Image Analysis and Enhancement with Applications in Medicine

This thesis consists of six parts in which methods for image analysis and processing are studied. Two-dimensional medical images, image sequences, and three-dimensional image volumes are considered.



In the first part, the concept of optical flows (OF) is employed for restoring the contracting/expanding ventricle motion in ultrasonic echocardiograms. Radial velocities obtained by a scalar approach are summed up to time series representing the motion in different sectors of a circular region in the image.



In part two, dynamic programming (DP) is used for matching closed deformable contours to the inner boundary of an annular-shaped, bright object in simulated speckle images. Adjustment of method parameters, scale and resolution aspects, search strategies, and spatio-temporal behavior is considered. Application examples consisting of echocardiographic sequences are also given.



Part three presents an image enhancement method based on lowpass pyramid decomposition and modified reconstruction. By retaining only the pixels corresponding to detected edges at each reconstruction stage, edge-preserving noise suppression can be obtained. The method is applied to simulated speckle images, to an ultrasonic image from phantom measurements, and to an echocardiographic image.

▬▬▬

→ Your instructions: Rewrite the thesis summary from the words "In part two, dynamic" through "an echocardiographic image.", changing each "simulated" to "synthetic".

→ The data:
▬▬▬

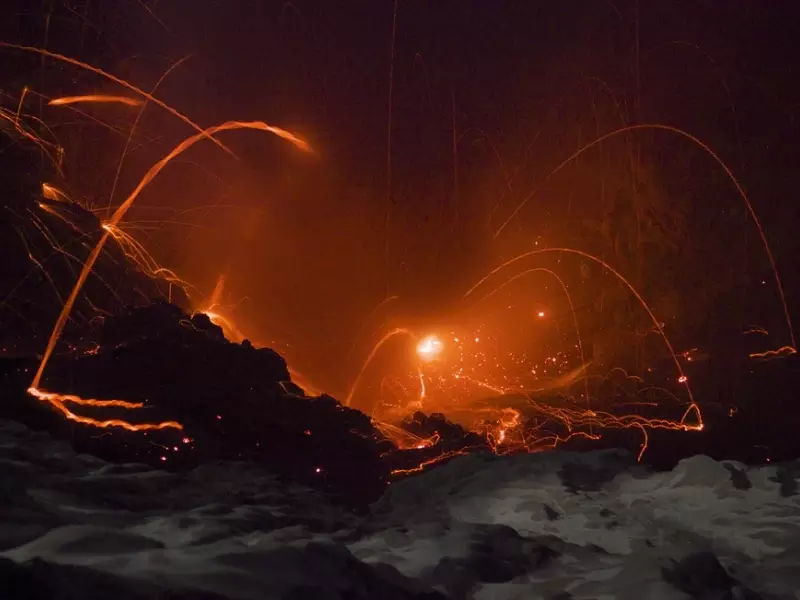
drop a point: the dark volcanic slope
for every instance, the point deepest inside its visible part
(530, 527)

▬▬▬

→ Exercise result:
In part two, dynamic programming (DP) is used for matching closed deformable contours to the inner boundary of an annular-shaped, bright object in synthetic speckle images. Adjustment of method parameters, scale and resolution aspects, search strategies, and spatio-temporal behavior is considered. Application examples consisting of echocardiographic sequences are also given.



Part three presents an image enhancement method based on lowpass pyramid decomposition and modified reconstruction. By retaining only the pixels corresponding to detected edges at each reconstruction stage, edge-preserving noise suppression can be obtained. The method is applied to synthetic speckle images, to an ultrasonic image from phantom measurements, and to an echocardiographic image.